_练习题目_
从含有“摘要/Abstract”的地方开始，到“调控结构设计提升多维度性能。”为止，重写这篇关于纤维素基电磁屏蔽材料的原文，并把其中的“多孔材料”一律改称“气凝胶材料”。

**** 原文

电磁屏蔽用纤维素基复合材料结构设计的研究进展

doi:10.13475/j.fzxb.20250206802

摘要/Abstract

摘要：

为应对5G高频通信技术发展带来的电磁干扰问题,开发轻量化、高性能的电磁屏蔽材料成为迫切需求。综述了纤维素纳米纤维(CNFs)基复合材料在电磁屏蔽应用中的最新研究进展,重点探讨了单层、多层、梯度结构的薄膜及多孔材料的设计方法,以及不同结构设计对电磁屏蔽性能的影响,总结了各类结构设计策略的优势不足及适用的不同领域。分析认为,单层结构难以实现填料均匀分布与良好屏蔽性能间的平衡;多层结构通过功能层的合理组合显著改善力学性能和屏蔽性能;梯度结构通过阻抗渐变和多重反射机制有效降低反射系数,展现出优异的宽频电磁屏蔽性能。多孔材料凭借其高孔隙率特性,通过多次反射和吸收机制提升屏蔽效果,同时保持低密度优势。指出未来研究可聚焦于开发低反射、耐久性优异的屏蔽材料,通过精准调控结构设计提升多维度性能。

关键词: 纤维素基复合材料, 纤维素纳米纤维, 电磁屏蔽, 结构设计, 屏蔽机制, 屏蔽性能

Abstract:

Significance This study focuses on the development of cellulose-based composite materials for electromagnetic interference (EMI) shielding, addressing the growing demand for lightweight and high-performance shielding materials in the era of 5G and beyond. With the rapid advancement of electronic technologies, including 5G communication, wearable devices, and autonomous driving, electromagnetic pollution has become a significant concern, posing risks to both human health and the functionality of electronic devices. Conventional metal shielding materials are limited by their high density and susceptibility to corrosion, making the development of alternative, sustainable, and multifunctional materials of utmost importance. Cellulose nanofibers (CNFs) offer a promising solution by virtue of their low density, high strength, flexibility, and renewable nature. This review highlights the structural design strategies of CNF-based composites and their impact on EMI shielding performance, providing new insights for the development of next-generation shielding materials.

********
**** 已知数据

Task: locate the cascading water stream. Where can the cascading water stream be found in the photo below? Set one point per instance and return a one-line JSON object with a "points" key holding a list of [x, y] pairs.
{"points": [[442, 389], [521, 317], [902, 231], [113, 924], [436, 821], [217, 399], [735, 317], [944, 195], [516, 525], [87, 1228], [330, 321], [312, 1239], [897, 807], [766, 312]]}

********

_参考答案_
摘要/Abstract

摘要：

为应对5G高频通信技术发展带来的电磁干扰问题,开发轻量化、高性能的电磁屏蔽材料成为迫切需求。综述了纤维素纳米纤维(CNFs)基复合材料在电磁屏蔽应用中的最新研究进展,重点探讨了单层、多层、梯度结构的薄膜及气凝胶材料的设计方法,以及不同结构设计对电磁屏蔽性能的影响,总结了各类结构设计策略的优势不足及适用的不同领域。分析认为,单层结构难以实现填料均匀分布与良好屏蔽性能间的平衡;多层结构通过功能层的合理组合显著改善力学性能和屏蔽性能;梯度结构通过阻抗渐变和多重反射机制有效降低反射系数,展现出优异的宽频电磁屏蔽性能。气凝胶材料凭借其高孔隙率特性,通过多次反射和吸收机制提升屏蔽效果,同时保持低密度优势。指出未来研究可聚焦于开发低反射、耐久性优异的屏蔽材料,通过精准调控结构设计提升多维度性能。